Tandem hull for rivers that a small person could manage to solo?

We have a kevlar Wenonah Solo Plus.

I’m around 5’, 7" 120 lbs and can solo it, but it isn’t ideal as it doesn’t seem to respond well to being heeled. Also, it hasn’t got any rocker, which I’m realizing I don’t like.

The boat will see mostly day trips w/ my partner who is smaller than me, a 65 lb kid and a 50 lb dog. Maybe some overnight stuff in the future. Definitely looking to learn up to class II.

Emphasis is on the tandem performance with regard to the above mentioned criteria, but hoping there’s a design that ticks those boxes and will also accommodate me soloing it on occasion.

My partner would really prefer to paddle in a solo kayak, and I realize now I probably shouldn’t have gotten off the rubber Yellowstone solo. Oops. She’ll acquiesce for the next season or two, until the kid is old enough to paddle his own craft, and in the interim I’ll keep my ear to the ground for a Flashfire.

Anyway, all suggestions appreciated. Thanks.

Going against the wishes of your partner eh? Good luck with that strategy.

You are light even for most solos…but there are plenty of light tandems that would be way more fun than a Solo Plus. Do you have some budget target…planning to buy used or new? Will you be able to test paddle? Do you have a weight target for the boat?

● **TASKS AND EXERCISES**:
A – Answer these questions from the canoe thread:
(i) What boat does the poster currently have?
(ii) How much does the kid weigh?
(iii) What craft would the poster's partner prefer to paddle?
B – Print the part of the canoe thread that begins at the words "We have a kevlar" and stops after "it on occasion.".
C – Summarize the canoe thread in two sentences.

[Part of a data file]
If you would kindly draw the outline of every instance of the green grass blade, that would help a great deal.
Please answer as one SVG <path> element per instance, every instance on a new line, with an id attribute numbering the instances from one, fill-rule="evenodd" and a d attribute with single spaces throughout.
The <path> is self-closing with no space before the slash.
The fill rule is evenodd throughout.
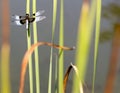
<path id="1" fill-rule="evenodd" d="M 26 13 L 30 14 L 30 0 L 26 1 Z M 27 47 L 31 47 L 31 38 L 29 36 L 30 28 L 27 30 Z M 32 68 L 32 57 L 29 59 L 29 82 L 30 82 L 30 93 L 33 93 L 33 68 Z"/>
<path id="2" fill-rule="evenodd" d="M 93 5 L 92 1 L 92 5 Z M 92 6 L 91 5 L 91 6 Z M 79 78 L 74 75 L 73 81 L 73 93 L 79 93 L 79 82 L 84 82 L 88 54 L 90 50 L 90 42 L 93 33 L 93 24 L 94 24 L 94 16 L 95 16 L 95 8 L 92 8 L 89 11 L 89 3 L 88 1 L 83 2 L 82 10 L 81 10 L 81 18 L 79 20 L 79 28 L 78 28 L 78 38 L 77 38 L 77 50 L 76 50 L 76 66 L 78 68 Z"/>
<path id="3" fill-rule="evenodd" d="M 55 92 L 54 93 L 58 93 L 57 81 L 58 81 L 58 55 L 56 54 L 56 60 L 55 60 Z"/>
<path id="4" fill-rule="evenodd" d="M 9 0 L 1 0 L 0 93 L 11 93 L 10 86 L 10 11 Z M 1 44 L 1 43 L 0 43 Z"/>
<path id="5" fill-rule="evenodd" d="M 57 13 L 57 0 L 53 0 L 53 20 L 52 20 L 52 40 L 54 42 L 55 24 L 56 24 L 56 13 Z M 53 47 L 50 52 L 50 66 L 49 66 L 49 81 L 48 81 L 48 93 L 51 93 L 52 87 L 52 61 L 53 61 Z"/>
<path id="6" fill-rule="evenodd" d="M 36 13 L 36 0 L 33 0 L 33 13 Z M 34 44 L 37 43 L 37 23 L 33 22 Z M 38 48 L 35 49 L 35 73 L 36 73 L 36 93 L 40 93 L 39 57 Z"/>
<path id="7" fill-rule="evenodd" d="M 94 93 L 95 78 L 96 78 L 96 65 L 98 56 L 98 44 L 99 44 L 99 34 L 100 34 L 100 19 L 101 19 L 101 0 L 97 0 L 96 8 L 96 33 L 95 33 L 95 50 L 94 50 L 94 69 L 93 69 L 93 82 L 92 82 L 92 93 Z"/>
<path id="8" fill-rule="evenodd" d="M 60 29 L 59 29 L 59 45 L 64 46 L 64 0 L 60 2 Z M 64 52 L 59 50 L 59 77 L 58 77 L 58 93 L 63 93 L 63 61 Z"/>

● **LIST OF SOLUTIONS**:
A –
(i) A kevlar Wenonah Solo Plus.
(ii) 65 lb.
(iii) A solo kayak.

B –
We have a kevlar Wenonah Solo Plus.

I’m around 5’, 7" 120 lbs and can solo it, but it isn’t ideal as it doesn’t seem to respond well to being heeled. Also, it hasn’t got any rocker, which I’m realizing I don’t like.

The boat will see mostly day trips w/ my partner who is smaller than me, a 65 lb kid and a 50 lb dog. Maybe some overnight stuff in the future. Definitely looking to learn up to class II.

Emphasis is on the tandem performance with regard to the above mentioned criteria, but hoping there’s a design that ticks those boxes and will also accommodate me soloing it on occasion.

C – The poster can solo a kevlar Wenonah Solo Plus but dislikes how it responds to heeling and its lack of rocker. The poster wants a tandem for day trips with a partner, a kid and a dog, possibly overnights and up to class II, that can also be soloed on occasion, and a reply notes that plenty of light tandems would be more fun and asks about budget, buying used or new, test paddling and boat weight.